━━ RECORDS TO USE

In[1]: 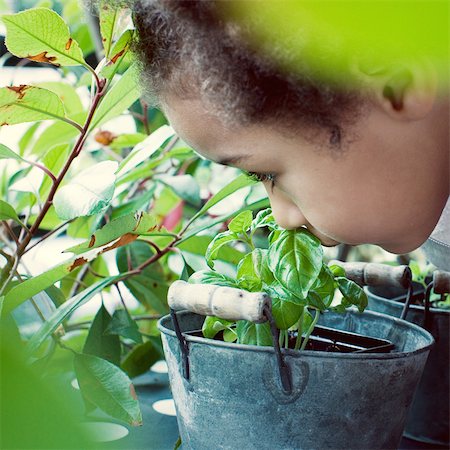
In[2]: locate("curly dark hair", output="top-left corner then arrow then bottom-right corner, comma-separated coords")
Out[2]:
126,0 -> 363,145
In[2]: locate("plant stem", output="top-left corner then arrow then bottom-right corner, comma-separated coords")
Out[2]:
294,307 -> 305,350
17,77 -> 105,258
23,219 -> 73,254
24,159 -> 56,183
300,309 -> 320,350
2,220 -> 20,247
141,100 -> 150,135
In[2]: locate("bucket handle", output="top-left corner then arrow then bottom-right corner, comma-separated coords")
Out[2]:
167,280 -> 292,393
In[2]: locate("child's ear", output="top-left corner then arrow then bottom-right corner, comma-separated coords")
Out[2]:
359,62 -> 437,120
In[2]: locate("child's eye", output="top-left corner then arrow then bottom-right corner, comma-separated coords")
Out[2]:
245,172 -> 275,188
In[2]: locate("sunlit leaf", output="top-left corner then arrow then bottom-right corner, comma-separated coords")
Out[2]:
2,8 -> 85,66
0,200 -> 22,223
158,175 -> 201,206
187,174 -> 257,221
100,30 -> 134,79
205,231 -> 239,268
90,65 -> 141,130
121,340 -> 164,378
228,211 -> 253,233
53,161 -> 118,220
3,254 -> 112,314
269,229 -> 323,298
0,144 -> 23,161
336,277 -> 368,312
74,354 -> 142,426
35,81 -> 83,117
104,309 -> 142,344
25,276 -> 118,354
118,125 -> 175,177
0,84 -> 64,125
83,303 -> 120,366
66,212 -> 157,255
116,241 -> 174,314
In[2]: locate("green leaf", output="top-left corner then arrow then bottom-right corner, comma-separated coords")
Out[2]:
116,241 -> 173,314
310,264 -> 336,307
187,174 -> 257,222
264,283 -> 305,330
228,211 -> 253,233
53,161 -> 118,220
306,291 -> 327,311
122,341 -> 164,378
3,254 -> 110,314
188,270 -> 238,287
31,111 -> 86,156
74,354 -> 142,426
250,208 -> 279,231
0,84 -> 65,126
236,320 -> 273,346
117,125 -> 175,177
269,229 -> 323,298
100,30 -> 134,80
65,212 -> 157,255
0,144 -> 23,161
272,298 -> 304,330
205,231 -> 239,268
177,235 -> 243,265
99,1 -> 121,58
180,198 -> 269,243
105,309 -> 142,344
110,133 -> 148,150
35,81 -> 84,117
18,122 -> 40,155
2,8 -> 86,66
83,303 -> 120,366
0,200 -> 22,223
202,316 -> 234,339
26,275 -> 118,354
236,253 -> 262,292
158,175 -> 201,206
89,65 -> 141,130
39,144 -> 70,198
335,277 -> 368,312
330,264 -> 345,277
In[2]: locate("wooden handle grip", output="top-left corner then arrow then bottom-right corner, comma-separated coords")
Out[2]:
167,280 -> 271,323
433,270 -> 450,294
330,261 -> 412,288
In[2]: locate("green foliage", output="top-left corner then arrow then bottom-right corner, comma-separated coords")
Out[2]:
0,85 -> 65,125
74,354 -> 142,426
189,209 -> 367,349
2,8 -> 86,66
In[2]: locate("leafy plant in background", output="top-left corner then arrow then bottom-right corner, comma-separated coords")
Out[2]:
0,1 -> 268,425
409,259 -> 450,309
189,209 -> 367,350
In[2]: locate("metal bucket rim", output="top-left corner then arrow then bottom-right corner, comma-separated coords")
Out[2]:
364,286 -> 450,315
157,311 -> 434,360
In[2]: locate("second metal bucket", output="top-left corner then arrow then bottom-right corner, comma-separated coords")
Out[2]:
367,288 -> 450,446
159,312 -> 433,450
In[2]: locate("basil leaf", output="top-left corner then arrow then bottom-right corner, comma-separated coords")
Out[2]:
269,229 -> 323,298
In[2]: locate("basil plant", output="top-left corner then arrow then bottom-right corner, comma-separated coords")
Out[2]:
189,208 -> 367,350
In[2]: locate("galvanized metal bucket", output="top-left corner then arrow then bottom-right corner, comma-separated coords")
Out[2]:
367,288 -> 450,446
158,311 -> 433,450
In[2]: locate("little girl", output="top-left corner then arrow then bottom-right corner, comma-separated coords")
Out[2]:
129,0 -> 450,270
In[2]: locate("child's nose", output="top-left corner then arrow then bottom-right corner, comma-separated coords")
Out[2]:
267,189 -> 308,230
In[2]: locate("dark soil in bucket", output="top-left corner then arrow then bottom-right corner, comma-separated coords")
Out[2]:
187,325 -> 395,353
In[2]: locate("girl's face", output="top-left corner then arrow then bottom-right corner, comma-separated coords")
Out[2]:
163,97 -> 449,253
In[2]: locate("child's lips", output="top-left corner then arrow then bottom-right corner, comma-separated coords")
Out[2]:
307,227 -> 341,247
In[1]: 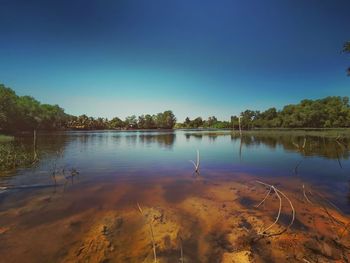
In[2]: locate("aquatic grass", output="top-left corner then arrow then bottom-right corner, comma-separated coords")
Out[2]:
0,142 -> 33,170
0,134 -> 15,143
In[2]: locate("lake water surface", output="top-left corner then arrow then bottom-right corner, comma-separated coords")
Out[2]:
0,130 -> 350,262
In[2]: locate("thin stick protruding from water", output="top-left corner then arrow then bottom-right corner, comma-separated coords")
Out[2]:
190,149 -> 200,173
136,203 -> 157,263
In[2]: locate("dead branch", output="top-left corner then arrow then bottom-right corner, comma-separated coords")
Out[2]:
256,181 -> 295,237
137,203 -> 157,263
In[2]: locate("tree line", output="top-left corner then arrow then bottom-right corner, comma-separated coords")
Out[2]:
176,96 -> 350,130
0,84 -> 350,133
0,84 -> 176,133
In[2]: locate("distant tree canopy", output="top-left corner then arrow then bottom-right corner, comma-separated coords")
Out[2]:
343,41 -> 350,76
0,84 -> 176,133
232,97 -> 350,129
0,84 -> 69,132
0,84 -> 350,133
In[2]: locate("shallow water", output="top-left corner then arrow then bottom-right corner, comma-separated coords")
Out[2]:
0,131 -> 350,262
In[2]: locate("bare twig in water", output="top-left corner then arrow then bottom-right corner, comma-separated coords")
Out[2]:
137,203 -> 157,262
256,181 -> 295,237
292,137 -> 306,150
255,188 -> 272,208
190,150 -> 200,173
179,236 -> 185,263
302,137 -> 306,149
238,115 -> 242,137
294,160 -> 303,175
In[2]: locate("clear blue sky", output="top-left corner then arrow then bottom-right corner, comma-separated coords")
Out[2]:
0,0 -> 350,121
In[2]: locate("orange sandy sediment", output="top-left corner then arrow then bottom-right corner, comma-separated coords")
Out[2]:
0,175 -> 350,262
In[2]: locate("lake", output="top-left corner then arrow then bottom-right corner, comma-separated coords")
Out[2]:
0,130 -> 350,262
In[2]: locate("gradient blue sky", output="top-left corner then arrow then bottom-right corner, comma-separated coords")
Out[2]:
0,0 -> 350,121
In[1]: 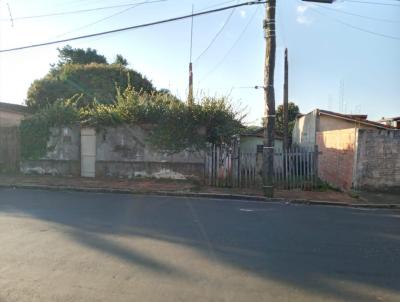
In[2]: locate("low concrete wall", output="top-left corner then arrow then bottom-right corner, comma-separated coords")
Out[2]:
354,129 -> 400,192
96,161 -> 204,180
96,126 -> 204,180
20,127 -> 81,176
20,159 -> 81,176
317,129 -> 356,190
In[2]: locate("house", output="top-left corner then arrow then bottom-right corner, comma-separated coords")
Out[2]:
293,109 -> 400,191
378,116 -> 400,129
240,127 -> 283,153
0,102 -> 29,127
292,109 -> 392,148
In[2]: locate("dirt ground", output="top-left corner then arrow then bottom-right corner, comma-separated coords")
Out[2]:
0,174 -> 400,203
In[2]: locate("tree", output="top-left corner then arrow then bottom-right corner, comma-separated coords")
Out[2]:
113,54 -> 129,66
57,45 -> 108,67
26,46 -> 156,110
275,102 -> 300,138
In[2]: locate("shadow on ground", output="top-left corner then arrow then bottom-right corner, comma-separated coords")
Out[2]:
0,190 -> 400,301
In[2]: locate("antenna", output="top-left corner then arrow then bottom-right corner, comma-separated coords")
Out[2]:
7,2 -> 14,27
190,4 -> 194,62
339,79 -> 346,113
188,4 -> 194,106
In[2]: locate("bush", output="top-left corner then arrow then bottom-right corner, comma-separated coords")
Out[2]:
21,85 -> 242,158
26,63 -> 155,110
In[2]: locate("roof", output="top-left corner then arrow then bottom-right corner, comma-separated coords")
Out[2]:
0,102 -> 28,114
317,109 -> 394,129
379,116 -> 400,122
241,127 -> 283,139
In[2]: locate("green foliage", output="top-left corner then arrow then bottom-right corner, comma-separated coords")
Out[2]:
80,87 -> 242,152
275,102 -> 300,137
26,63 -> 155,110
57,45 -> 107,67
113,54 -> 129,66
20,101 -> 79,159
21,85 -> 243,158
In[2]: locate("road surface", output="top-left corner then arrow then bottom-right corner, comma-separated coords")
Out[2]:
0,189 -> 400,302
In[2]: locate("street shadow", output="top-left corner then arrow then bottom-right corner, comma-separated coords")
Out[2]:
0,190 -> 400,301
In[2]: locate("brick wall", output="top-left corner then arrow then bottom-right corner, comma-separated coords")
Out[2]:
317,128 -> 356,190
354,129 -> 400,191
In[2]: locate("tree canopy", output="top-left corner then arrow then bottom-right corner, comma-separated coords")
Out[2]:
26,46 -> 156,110
57,45 -> 108,67
113,54 -> 129,66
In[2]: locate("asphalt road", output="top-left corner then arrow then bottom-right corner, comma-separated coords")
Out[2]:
0,189 -> 400,302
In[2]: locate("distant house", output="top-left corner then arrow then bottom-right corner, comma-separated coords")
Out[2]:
378,116 -> 400,129
293,109 -> 400,190
0,102 -> 28,127
292,109 -> 392,147
240,127 -> 283,153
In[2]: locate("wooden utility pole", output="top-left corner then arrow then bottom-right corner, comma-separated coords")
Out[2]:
263,0 -> 276,198
283,48 -> 289,150
188,62 -> 194,106
188,4 -> 194,106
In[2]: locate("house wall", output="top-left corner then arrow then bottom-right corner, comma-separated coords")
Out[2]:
0,110 -> 24,127
292,110 -> 317,148
240,136 -> 283,153
317,114 -> 376,132
317,129 -> 356,190
354,129 -> 400,192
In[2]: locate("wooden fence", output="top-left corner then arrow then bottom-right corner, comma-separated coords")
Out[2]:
0,127 -> 20,172
205,143 -> 318,190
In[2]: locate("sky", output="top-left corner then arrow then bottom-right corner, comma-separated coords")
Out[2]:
0,0 -> 400,125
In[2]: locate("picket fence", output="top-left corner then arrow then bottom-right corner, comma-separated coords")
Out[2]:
205,144 -> 318,190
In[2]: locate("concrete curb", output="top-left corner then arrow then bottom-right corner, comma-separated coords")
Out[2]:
0,184 -> 400,209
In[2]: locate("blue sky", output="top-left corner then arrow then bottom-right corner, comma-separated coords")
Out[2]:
0,0 -> 400,124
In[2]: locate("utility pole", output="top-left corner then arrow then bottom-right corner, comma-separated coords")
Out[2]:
262,0 -> 276,198
188,4 -> 194,107
283,48 -> 289,150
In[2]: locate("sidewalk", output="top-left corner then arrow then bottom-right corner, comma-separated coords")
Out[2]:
0,174 -> 400,207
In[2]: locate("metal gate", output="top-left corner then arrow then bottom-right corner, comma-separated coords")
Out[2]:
205,140 -> 318,190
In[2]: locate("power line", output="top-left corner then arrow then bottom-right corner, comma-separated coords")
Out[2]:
194,4 -> 235,63
0,1 -> 266,53
314,4 -> 400,23
200,9 -> 258,82
53,0 -> 163,39
344,0 -> 400,7
309,6 -> 400,41
0,3 -> 162,21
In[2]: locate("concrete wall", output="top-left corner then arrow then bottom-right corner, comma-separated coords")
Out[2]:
317,129 -> 356,190
20,126 -> 205,180
292,110 -> 317,148
354,130 -> 400,192
20,127 -> 80,176
0,127 -> 20,172
0,110 -> 24,127
240,136 -> 283,153
96,126 -> 205,180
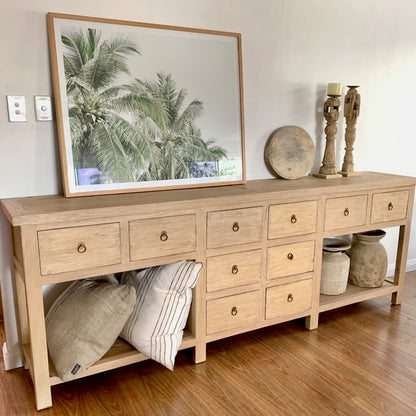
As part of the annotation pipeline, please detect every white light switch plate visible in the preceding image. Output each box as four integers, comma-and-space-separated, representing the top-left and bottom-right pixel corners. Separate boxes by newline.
7, 95, 26, 123
35, 95, 52, 121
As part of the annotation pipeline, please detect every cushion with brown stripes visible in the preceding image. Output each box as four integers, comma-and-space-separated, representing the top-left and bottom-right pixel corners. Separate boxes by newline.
120, 261, 202, 370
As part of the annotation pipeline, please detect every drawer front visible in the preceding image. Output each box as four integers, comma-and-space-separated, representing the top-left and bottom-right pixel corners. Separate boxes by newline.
267, 241, 315, 279
38, 223, 121, 275
266, 279, 312, 319
207, 250, 261, 292
269, 201, 318, 239
129, 214, 196, 261
325, 195, 367, 231
207, 207, 263, 248
371, 191, 409, 224
207, 290, 262, 335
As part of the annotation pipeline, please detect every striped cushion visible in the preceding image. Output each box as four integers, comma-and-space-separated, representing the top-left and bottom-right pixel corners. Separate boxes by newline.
120, 261, 202, 370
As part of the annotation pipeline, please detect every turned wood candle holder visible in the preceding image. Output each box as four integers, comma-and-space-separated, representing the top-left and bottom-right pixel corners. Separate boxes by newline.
339, 85, 361, 176
313, 94, 341, 179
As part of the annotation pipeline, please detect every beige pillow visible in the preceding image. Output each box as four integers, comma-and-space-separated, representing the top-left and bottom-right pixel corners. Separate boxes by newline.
120, 261, 202, 370
46, 275, 136, 381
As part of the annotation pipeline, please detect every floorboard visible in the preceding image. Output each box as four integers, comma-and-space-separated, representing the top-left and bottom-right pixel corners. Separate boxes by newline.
0, 272, 416, 416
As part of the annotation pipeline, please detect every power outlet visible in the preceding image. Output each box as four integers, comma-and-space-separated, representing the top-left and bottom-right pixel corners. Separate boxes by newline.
7, 95, 26, 123
35, 95, 52, 121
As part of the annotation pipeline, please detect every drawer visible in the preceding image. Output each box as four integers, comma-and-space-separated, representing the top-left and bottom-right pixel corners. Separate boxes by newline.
266, 279, 312, 319
269, 201, 318, 239
129, 214, 196, 261
325, 195, 367, 231
38, 223, 121, 275
371, 191, 409, 224
207, 290, 262, 335
207, 250, 261, 292
207, 207, 263, 248
267, 241, 315, 279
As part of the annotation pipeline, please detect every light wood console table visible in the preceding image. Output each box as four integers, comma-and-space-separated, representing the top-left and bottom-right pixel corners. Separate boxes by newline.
1, 172, 416, 409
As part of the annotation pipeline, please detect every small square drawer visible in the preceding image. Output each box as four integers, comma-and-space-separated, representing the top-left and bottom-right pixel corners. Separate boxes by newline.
129, 214, 196, 261
207, 207, 263, 248
371, 191, 409, 224
207, 250, 261, 292
38, 223, 121, 276
269, 201, 318, 239
267, 241, 315, 280
266, 279, 312, 319
325, 195, 367, 231
207, 290, 262, 335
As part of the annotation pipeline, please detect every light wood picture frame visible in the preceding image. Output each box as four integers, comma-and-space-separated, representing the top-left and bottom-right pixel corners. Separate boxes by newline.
47, 13, 246, 197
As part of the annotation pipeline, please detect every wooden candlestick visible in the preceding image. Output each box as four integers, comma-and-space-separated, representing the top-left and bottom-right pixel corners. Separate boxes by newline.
339, 85, 361, 176
313, 95, 341, 179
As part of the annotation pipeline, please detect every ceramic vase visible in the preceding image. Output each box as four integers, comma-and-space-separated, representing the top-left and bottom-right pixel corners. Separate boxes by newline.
320, 238, 350, 295
348, 230, 387, 287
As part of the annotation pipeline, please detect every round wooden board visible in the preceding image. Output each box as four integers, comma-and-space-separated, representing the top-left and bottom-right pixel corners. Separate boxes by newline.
264, 126, 315, 179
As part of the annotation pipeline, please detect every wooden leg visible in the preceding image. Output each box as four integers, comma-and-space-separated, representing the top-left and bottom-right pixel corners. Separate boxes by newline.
391, 225, 410, 305
305, 314, 319, 331
20, 226, 52, 410
14, 266, 29, 370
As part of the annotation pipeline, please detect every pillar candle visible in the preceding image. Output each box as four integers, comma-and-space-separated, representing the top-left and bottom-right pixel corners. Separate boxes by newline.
327, 82, 342, 95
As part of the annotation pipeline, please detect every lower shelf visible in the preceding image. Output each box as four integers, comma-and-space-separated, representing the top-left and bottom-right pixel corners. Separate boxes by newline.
319, 281, 398, 312
23, 330, 196, 386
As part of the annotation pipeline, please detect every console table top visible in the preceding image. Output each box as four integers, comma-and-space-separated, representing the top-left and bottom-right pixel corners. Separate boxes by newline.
1, 172, 416, 226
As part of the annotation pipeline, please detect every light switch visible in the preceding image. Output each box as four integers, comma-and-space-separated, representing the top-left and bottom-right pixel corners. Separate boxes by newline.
7, 95, 26, 123
35, 95, 52, 121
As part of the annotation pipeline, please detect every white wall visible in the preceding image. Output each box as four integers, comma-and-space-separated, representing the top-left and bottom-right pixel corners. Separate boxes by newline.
0, 0, 416, 368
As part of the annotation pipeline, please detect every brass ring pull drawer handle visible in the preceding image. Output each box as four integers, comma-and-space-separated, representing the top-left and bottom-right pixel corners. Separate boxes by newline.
77, 243, 87, 253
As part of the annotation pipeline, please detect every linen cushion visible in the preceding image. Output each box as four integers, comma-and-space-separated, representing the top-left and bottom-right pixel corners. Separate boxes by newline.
46, 275, 136, 381
120, 261, 202, 370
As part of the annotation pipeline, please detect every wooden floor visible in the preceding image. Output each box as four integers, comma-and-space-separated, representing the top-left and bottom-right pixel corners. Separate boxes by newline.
0, 272, 416, 416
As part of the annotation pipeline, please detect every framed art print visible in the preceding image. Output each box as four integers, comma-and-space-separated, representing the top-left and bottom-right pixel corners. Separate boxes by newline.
48, 13, 245, 197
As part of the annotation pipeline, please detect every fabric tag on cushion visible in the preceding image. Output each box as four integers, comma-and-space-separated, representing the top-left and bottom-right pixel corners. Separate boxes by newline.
120, 261, 202, 370
46, 275, 136, 381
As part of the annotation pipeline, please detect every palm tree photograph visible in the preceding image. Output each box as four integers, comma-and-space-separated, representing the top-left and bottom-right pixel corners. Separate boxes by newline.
52, 16, 245, 196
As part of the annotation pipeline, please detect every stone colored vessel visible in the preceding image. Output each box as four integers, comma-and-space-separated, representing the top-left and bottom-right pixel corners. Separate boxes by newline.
348, 230, 387, 287
320, 238, 351, 295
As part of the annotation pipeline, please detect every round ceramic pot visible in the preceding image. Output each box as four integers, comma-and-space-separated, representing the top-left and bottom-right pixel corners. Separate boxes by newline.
348, 230, 387, 287
320, 238, 351, 295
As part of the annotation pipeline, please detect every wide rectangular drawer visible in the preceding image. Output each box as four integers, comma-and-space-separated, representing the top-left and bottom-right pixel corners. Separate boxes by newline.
207, 290, 262, 335
207, 207, 263, 248
269, 201, 318, 239
371, 191, 409, 224
267, 241, 315, 279
207, 250, 261, 292
129, 214, 196, 261
266, 279, 312, 319
38, 223, 121, 275
325, 195, 367, 231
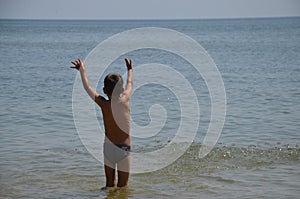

━━━━

TASK TO COMPLETE:
Which lines of the records contain the string "canopy"? Show each of those lines in full, counting only matches with the same case.

EXPECTED ANSWER:
In[2]: locate("distant tree canopy", output="top-left corner then arrow then bottom-right corner, comma-separated coords")
In[2]: locate("tree canopy", output="top-left corner then arrow then bottom-right corner, comma-separated coords")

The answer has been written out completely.